====== Text passage ======

The Public Water System Supervision (PWSS) Program

Public Health Implications of Flat Funding

States Need Your Help

The current trend toward level or decreased Federal funding for state drinking water programs means that our ability to protect public health is at grave risk. Adequate Federal funding for the PWSS program (the principal funding source for states) is essential for us to implement the public health protection requirements of the Federal Safe Drinking Water Act (SDWA). States agreed to accept primary enforcement responsibility for Federal drinking water rules and regulations. In exchange, the US Environmental Protection Agency (EPA) agreed to fund 80% of the implementation costs.

What is the PWSS Program?

State and territorial drinking water programs (except for Wyoming) are responsible for ensuring the approximately 150,000 public water systems across the U.S. protect public health and comply with National Primary Drinking Water Regulations. Funding for the states’ ability to fulfill this mission comes from four sources. The two primary sources are from EPA’s PWSS program and the set-asides from EPA’s Drinking Water State Revolving Loan Fund (DWSRF). The other two funding sources vary considerably from state to state and include funding from the state’s general fund and fees from water systems for plan review, inspections, etc.

PWSS funding increased in the 1980s and 90s to reflect the increased regulatory workload for states and territories but has plateaued over the past 20 years. Since 2008, the PWSS appropriation has hovered around $100 million and has created a significant inflation gap as shown in the table below. In FY14, Congress funded the PWSS program at $101.9 million, an amount that has not increased since then. FY18 funding continues at the same level and FY19 is expected to reflect at the same level of funding, or possibly decrease.

====== Dataset ======

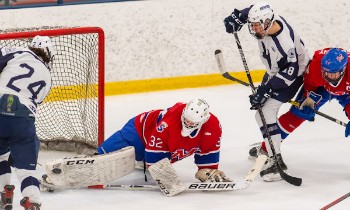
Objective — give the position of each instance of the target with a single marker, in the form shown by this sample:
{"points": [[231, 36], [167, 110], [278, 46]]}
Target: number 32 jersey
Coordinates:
{"points": [[22, 73], [161, 133]]}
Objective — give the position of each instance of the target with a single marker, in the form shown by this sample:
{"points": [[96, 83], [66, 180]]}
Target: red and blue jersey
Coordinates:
{"points": [[313, 79], [160, 131]]}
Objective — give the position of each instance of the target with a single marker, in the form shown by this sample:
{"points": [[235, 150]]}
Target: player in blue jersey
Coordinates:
{"points": [[25, 81], [285, 57]]}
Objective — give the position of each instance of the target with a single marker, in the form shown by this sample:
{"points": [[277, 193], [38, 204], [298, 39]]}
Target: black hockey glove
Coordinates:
{"points": [[234, 22], [263, 93]]}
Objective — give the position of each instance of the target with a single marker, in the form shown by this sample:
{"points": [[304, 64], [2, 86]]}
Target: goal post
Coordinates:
{"points": [[72, 116]]}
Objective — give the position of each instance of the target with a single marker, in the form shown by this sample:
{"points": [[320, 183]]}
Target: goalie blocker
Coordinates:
{"points": [[89, 170]]}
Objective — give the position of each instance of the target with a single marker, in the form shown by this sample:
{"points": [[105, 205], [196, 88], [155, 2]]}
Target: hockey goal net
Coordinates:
{"points": [[72, 116]]}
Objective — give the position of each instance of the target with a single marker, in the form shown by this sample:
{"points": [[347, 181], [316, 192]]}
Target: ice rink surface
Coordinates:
{"points": [[318, 152]]}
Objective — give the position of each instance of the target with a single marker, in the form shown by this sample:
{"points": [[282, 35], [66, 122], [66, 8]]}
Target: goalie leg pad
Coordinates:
{"points": [[91, 170], [166, 178]]}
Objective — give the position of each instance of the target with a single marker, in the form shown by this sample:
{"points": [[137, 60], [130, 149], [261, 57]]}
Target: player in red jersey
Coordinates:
{"points": [[326, 78], [174, 133]]}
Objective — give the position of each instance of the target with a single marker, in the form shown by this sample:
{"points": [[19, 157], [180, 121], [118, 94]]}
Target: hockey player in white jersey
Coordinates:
{"points": [[285, 57], [25, 81]]}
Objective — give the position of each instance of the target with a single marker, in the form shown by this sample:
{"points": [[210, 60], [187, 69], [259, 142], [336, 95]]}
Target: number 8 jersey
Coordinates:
{"points": [[24, 74]]}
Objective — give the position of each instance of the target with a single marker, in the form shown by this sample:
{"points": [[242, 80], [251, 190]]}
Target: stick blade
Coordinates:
{"points": [[290, 179]]}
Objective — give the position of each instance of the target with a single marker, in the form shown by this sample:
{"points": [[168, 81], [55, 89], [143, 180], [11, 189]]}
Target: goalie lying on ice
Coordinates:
{"points": [[173, 133]]}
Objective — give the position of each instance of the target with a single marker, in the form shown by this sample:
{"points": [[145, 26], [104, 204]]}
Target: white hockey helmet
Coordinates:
{"points": [[194, 115], [263, 14], [44, 43]]}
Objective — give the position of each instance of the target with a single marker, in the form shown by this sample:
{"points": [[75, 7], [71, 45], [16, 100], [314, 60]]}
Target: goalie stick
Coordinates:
{"points": [[290, 179], [201, 186], [336, 201], [227, 75]]}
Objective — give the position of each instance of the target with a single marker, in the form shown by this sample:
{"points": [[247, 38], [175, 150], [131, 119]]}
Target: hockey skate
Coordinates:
{"points": [[25, 202], [7, 197], [255, 151], [271, 174]]}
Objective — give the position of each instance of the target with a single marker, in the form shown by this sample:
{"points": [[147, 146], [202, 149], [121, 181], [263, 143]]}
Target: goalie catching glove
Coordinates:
{"points": [[212, 175]]}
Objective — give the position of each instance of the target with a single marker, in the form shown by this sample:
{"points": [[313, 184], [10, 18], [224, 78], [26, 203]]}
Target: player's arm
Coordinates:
{"points": [[288, 71]]}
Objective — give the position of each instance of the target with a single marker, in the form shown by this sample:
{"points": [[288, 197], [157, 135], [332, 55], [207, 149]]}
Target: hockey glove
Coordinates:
{"points": [[263, 93], [347, 130], [312, 100], [234, 22], [211, 175]]}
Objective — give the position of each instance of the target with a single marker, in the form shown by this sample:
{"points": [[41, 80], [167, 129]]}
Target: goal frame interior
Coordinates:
{"points": [[101, 59]]}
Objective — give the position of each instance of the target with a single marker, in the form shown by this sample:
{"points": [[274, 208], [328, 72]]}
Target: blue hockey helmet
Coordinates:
{"points": [[333, 65]]}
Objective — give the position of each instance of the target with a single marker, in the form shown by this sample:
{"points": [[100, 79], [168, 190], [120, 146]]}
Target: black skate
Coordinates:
{"points": [[25, 202], [7, 197], [271, 173]]}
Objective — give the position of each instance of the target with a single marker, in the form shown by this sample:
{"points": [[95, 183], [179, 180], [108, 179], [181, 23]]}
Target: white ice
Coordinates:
{"points": [[318, 152]]}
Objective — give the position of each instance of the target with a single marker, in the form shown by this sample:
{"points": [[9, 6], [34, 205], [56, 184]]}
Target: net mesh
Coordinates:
{"points": [[68, 118]]}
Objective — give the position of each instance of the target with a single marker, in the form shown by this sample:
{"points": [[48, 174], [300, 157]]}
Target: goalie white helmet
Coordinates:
{"points": [[260, 19], [44, 43], [194, 115]]}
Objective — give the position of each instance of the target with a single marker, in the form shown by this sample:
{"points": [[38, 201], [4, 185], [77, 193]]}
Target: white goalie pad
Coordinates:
{"points": [[166, 178], [90, 170]]}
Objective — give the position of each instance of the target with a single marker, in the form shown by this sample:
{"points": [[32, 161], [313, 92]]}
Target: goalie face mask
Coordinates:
{"points": [[194, 115]]}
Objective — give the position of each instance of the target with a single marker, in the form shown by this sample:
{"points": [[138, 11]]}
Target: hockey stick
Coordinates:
{"points": [[290, 179], [225, 74], [202, 186], [336, 201]]}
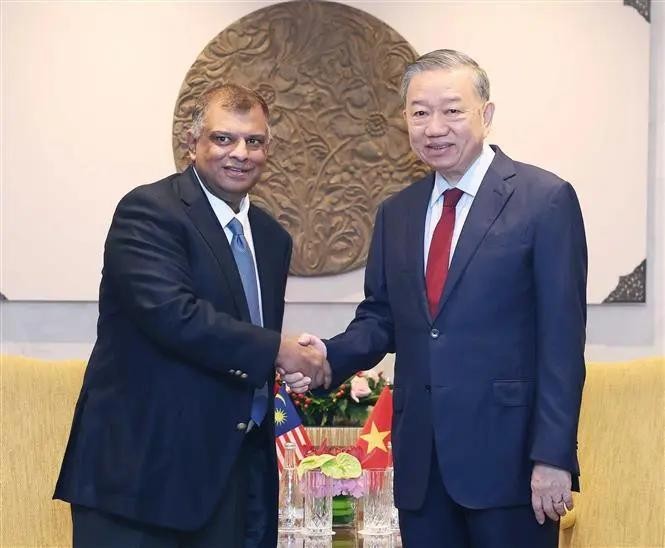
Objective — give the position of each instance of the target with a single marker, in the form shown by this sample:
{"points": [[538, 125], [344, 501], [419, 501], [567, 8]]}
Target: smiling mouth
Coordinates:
{"points": [[439, 146], [236, 170]]}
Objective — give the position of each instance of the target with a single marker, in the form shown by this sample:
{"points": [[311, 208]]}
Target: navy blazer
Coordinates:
{"points": [[155, 433], [495, 378]]}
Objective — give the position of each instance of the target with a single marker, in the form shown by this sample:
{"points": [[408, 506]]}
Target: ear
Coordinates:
{"points": [[488, 114], [191, 145]]}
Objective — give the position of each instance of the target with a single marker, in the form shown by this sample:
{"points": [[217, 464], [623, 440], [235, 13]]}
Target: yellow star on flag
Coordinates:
{"points": [[375, 439]]}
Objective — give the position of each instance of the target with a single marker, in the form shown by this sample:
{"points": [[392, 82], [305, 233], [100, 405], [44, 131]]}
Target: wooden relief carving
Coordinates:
{"points": [[330, 74]]}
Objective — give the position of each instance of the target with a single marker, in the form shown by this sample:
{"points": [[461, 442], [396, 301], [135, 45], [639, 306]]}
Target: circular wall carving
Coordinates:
{"points": [[330, 74]]}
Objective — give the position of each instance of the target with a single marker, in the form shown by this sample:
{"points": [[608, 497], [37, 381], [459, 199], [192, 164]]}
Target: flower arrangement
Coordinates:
{"points": [[341, 464], [349, 405]]}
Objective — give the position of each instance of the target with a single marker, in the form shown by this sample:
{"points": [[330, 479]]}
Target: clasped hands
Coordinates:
{"points": [[302, 363], [550, 492]]}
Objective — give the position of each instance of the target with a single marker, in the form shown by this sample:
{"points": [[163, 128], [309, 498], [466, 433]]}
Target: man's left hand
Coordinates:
{"points": [[550, 492]]}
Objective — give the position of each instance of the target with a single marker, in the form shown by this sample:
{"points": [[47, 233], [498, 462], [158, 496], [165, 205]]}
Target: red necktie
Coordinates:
{"points": [[439, 250]]}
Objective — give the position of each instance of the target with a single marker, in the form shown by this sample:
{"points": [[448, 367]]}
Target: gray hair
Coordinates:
{"points": [[229, 96], [446, 59]]}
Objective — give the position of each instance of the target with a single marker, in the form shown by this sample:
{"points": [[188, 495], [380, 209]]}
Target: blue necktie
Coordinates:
{"points": [[245, 263]]}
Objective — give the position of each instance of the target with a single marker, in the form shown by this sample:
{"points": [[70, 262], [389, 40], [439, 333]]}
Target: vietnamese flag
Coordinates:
{"points": [[375, 435]]}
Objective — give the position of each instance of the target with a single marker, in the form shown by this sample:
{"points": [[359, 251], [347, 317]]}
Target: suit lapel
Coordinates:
{"points": [[417, 213], [494, 191], [267, 257], [203, 217]]}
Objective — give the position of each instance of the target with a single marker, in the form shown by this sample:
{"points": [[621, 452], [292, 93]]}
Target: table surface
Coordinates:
{"points": [[343, 538]]}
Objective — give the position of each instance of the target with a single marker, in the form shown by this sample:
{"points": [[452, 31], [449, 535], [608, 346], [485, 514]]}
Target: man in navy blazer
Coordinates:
{"points": [[172, 442], [486, 314]]}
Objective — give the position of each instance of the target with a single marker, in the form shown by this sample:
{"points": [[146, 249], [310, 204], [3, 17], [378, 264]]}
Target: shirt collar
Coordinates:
{"points": [[470, 181], [222, 210]]}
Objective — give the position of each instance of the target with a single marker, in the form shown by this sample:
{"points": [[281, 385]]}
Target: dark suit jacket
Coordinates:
{"points": [[495, 378], [176, 362]]}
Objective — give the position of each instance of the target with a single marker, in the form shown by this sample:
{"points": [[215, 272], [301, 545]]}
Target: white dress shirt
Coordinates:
{"points": [[469, 183], [225, 215]]}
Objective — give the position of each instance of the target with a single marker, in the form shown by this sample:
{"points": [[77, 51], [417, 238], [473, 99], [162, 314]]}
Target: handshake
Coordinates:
{"points": [[302, 363]]}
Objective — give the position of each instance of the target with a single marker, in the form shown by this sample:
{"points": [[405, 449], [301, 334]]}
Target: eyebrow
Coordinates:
{"points": [[451, 99], [231, 134]]}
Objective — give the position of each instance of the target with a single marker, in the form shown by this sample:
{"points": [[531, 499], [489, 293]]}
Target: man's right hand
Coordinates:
{"points": [[294, 357]]}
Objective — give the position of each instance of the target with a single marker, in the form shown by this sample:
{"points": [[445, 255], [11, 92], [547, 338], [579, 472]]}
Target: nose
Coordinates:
{"points": [[437, 125], [239, 151]]}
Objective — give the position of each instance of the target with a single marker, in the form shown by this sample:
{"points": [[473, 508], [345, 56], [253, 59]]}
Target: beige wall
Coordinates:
{"points": [[88, 92]]}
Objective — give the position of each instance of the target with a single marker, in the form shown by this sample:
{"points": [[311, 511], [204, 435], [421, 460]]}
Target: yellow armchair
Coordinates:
{"points": [[622, 454], [37, 404]]}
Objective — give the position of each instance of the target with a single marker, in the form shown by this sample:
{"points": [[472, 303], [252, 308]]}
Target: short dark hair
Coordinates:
{"points": [[228, 96]]}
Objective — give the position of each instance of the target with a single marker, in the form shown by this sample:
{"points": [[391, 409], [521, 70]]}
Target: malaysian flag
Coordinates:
{"points": [[288, 428]]}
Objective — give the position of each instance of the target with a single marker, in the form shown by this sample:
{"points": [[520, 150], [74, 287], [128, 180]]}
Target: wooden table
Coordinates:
{"points": [[343, 538]]}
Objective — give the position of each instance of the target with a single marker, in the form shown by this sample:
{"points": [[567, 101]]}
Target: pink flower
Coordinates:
{"points": [[359, 388]]}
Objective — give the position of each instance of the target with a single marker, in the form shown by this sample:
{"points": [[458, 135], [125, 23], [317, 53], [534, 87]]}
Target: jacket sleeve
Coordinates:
{"points": [[146, 263], [560, 271], [371, 333]]}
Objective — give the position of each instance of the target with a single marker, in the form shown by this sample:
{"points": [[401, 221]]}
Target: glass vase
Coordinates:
{"points": [[290, 495], [344, 512], [377, 506], [317, 489]]}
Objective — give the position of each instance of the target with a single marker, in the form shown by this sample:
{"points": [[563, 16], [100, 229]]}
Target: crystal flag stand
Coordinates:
{"points": [[290, 496]]}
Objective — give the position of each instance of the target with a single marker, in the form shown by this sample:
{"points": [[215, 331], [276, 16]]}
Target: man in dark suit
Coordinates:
{"points": [[476, 279], [172, 442]]}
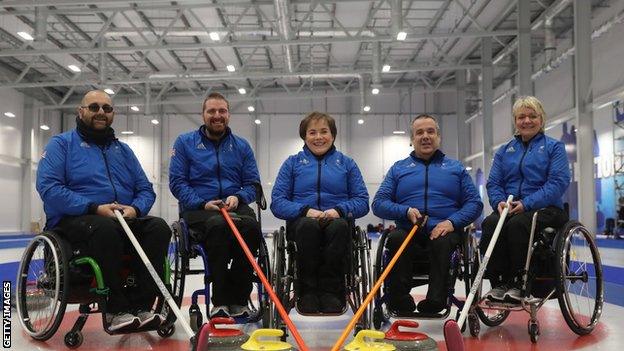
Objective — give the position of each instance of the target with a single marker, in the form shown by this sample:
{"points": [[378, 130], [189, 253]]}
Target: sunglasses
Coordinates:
{"points": [[94, 107]]}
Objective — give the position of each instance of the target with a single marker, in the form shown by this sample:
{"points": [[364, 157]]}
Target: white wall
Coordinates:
{"points": [[372, 145]]}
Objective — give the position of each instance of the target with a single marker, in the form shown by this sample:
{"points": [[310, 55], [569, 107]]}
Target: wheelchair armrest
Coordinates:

======

**About this exercise:** Please reproduce the full text on PWSS program funding above, word for word.

**Exercise response:**
The Public Water System Supervision (PWSS) Program

Public Health Implications of Flat Funding

States Need Your Help

The current trend toward level or decreased Federal funding for state drinking water programs means that our ability to protect public health is at grave risk. Adequate Federal funding for the PWSS program (the principal funding source for states) is essential for us to implement the public health protection requirements of the Federal Safe Drinking Water Act (SDWA). States agreed to accept primary enforcement responsibility for Federal drinking water rules and regulations. In exchange, the US Environmental Protection Agency (EPA) agreed to fund 80% of the implementation costs.

What is the PWSS Program?

State and territorial drinking water programs (except for Wyoming) are responsible for ensuring the approximately 150,000 public water systems across the U.S. protect public health and comply with National Primary Drinking Water Regulations. Funding for the states’ ability to fulfill this mission comes from four sources. The two primary sources are from EPA’s PWSS program and the set-asides from EPA’s Drinking Water State Revolving Loan Fund (DWSRF). The other two funding sources vary considerably from state to state and include funding from the state’s general fund and fees from water systems for plan review, inspections, etc.

PWSS funding increased in the 1980s and 90s to reflect the increased regulatory workload for states and territories but has plateaued over the past 20 years. Since 2008, the PWSS appropriation has hovered around $100 million and has created a significant inflation gap as shown in the table below. In FY14, Congress funded the PWSS program at $101.9 million, an amount that has not increased since then. FY18 funding continues at the same level and FY19 is expected to reflect at the same level of funding, or possibly decrease.